*** Passage to read ***

Photocatalytic air purifiers
by Chris Woodford. Last updated: October 15, 2017.
Light is an amazing source of energy—the power behind virtually everything
that happens on Earth. Light from the Sun brightens the dark depths of space, makes plants leap to life, and (indirectly) powers our bodies. But did you know it can help to clean things as well? In air purifiers that
work using a method called photocatalysis, light energy kick-starts a
process that zaps all kinds of nasty air pollutants and turns them
into harmless substances instead. For people who suffer from asthma
and allergies, light-powered air purifiers like these are another
weapon in the fight for cleaner air and better health. Now photocatalysis
might sound horribly complicated, but it works in a relatively simple way. Let's
take a closer look!
Photo: Designed by US DOE/NREL (National Renewable Energy Laboratory), this photocatalyser unit uses ultraviolet light to help purify the air inside cars, turning harmful volatile compounds (from such things as petroleum and exhaust fumes), bacteria, and viruses into less harmful substances instead. Domestic air purifiers that use photocatalysers in a similar way are made by companies
such as Daikin and Zander. Photo by Warren Gretz courtesy of US DOE/NREL.
What is a catalyst?
Artwork: The structure of a typical zeolite catalyst. Photo by courtesy of NASA Marshall Space Flight Center (NASA-MSFC).

*** Information shown ***

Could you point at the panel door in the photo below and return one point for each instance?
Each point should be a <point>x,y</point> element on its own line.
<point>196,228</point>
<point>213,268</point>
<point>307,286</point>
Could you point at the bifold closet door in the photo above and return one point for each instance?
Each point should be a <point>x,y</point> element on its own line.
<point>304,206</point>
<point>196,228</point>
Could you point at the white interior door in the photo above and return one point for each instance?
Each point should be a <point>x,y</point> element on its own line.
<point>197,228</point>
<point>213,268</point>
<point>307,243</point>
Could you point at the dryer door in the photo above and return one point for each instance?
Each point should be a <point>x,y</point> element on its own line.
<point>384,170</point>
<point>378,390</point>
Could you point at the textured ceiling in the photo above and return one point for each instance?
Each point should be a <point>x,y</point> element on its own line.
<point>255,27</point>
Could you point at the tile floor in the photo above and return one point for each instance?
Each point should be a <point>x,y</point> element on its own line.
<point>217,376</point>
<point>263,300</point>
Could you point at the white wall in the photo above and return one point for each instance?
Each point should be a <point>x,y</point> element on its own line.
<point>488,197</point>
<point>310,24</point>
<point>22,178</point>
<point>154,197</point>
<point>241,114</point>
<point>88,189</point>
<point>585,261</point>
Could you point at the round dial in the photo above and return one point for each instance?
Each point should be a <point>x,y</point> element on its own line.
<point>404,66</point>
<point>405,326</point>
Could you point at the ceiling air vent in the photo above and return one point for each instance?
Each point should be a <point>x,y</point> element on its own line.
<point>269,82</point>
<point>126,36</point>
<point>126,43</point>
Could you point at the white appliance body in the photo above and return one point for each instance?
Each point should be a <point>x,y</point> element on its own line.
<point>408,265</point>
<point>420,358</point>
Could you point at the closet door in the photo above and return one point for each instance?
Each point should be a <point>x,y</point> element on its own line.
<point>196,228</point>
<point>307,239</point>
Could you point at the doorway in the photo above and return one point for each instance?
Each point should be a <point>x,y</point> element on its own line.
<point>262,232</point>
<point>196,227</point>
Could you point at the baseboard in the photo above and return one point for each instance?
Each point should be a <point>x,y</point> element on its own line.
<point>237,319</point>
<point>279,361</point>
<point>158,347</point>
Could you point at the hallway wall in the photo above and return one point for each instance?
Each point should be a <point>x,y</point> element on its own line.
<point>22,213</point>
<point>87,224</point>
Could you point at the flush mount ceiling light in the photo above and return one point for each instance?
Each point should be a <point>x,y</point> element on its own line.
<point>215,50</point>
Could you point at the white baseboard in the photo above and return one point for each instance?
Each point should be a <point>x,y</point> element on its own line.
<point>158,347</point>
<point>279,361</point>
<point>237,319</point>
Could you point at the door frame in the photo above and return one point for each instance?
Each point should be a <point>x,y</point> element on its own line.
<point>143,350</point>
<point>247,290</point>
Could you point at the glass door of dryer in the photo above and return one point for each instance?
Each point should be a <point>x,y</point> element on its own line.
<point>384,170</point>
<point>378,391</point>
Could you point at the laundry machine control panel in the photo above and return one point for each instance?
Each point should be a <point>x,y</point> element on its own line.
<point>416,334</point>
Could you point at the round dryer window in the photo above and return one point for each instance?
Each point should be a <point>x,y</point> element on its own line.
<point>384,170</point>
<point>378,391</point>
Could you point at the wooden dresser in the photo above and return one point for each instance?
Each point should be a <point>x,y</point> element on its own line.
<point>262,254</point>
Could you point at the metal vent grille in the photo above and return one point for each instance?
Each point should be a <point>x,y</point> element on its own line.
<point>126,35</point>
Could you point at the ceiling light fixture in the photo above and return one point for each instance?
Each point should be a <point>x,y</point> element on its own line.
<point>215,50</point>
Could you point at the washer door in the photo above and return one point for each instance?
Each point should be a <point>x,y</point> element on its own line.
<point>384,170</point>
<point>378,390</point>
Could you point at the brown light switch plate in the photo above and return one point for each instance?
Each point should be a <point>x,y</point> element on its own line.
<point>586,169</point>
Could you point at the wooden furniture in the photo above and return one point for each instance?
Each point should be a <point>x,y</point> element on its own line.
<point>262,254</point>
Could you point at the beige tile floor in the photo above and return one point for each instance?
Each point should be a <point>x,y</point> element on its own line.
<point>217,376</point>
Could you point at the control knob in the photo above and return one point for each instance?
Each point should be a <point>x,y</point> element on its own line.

***

Work instructions:
1 > Set down the passage on photocatalytic air purifiers word for word, from "Light is an" to "a closer look!".
2 > According to the passage on photocatalytic air purifiers, which companies make domestic air purifiers that use photocatalysers?
The data above are not needed for these tasks.

Task-by-task answers:
1 >
Light is an amazing source of energy—the power behind virtually everything
that happens on Earth. Light from the Sun brightens the dark depths of space, makes plants leap to life, and (indirectly) powers our bodies. But did you know it can help to clean things as well? In air purifiers that
work using a method called photocatalysis, light energy kick-starts a
process that zaps all kinds of nasty air pollutants and turns them
into harmless substances instead. For people who suffer from asthma
and allergies, light-powered air purifiers like these are another
weapon in the fight for cleaner air and better health. Now photocatalysis
might sound horribly complicated, but it works in a relatively simple way. Let's
take a closer look!

2 > Daikin and Zander.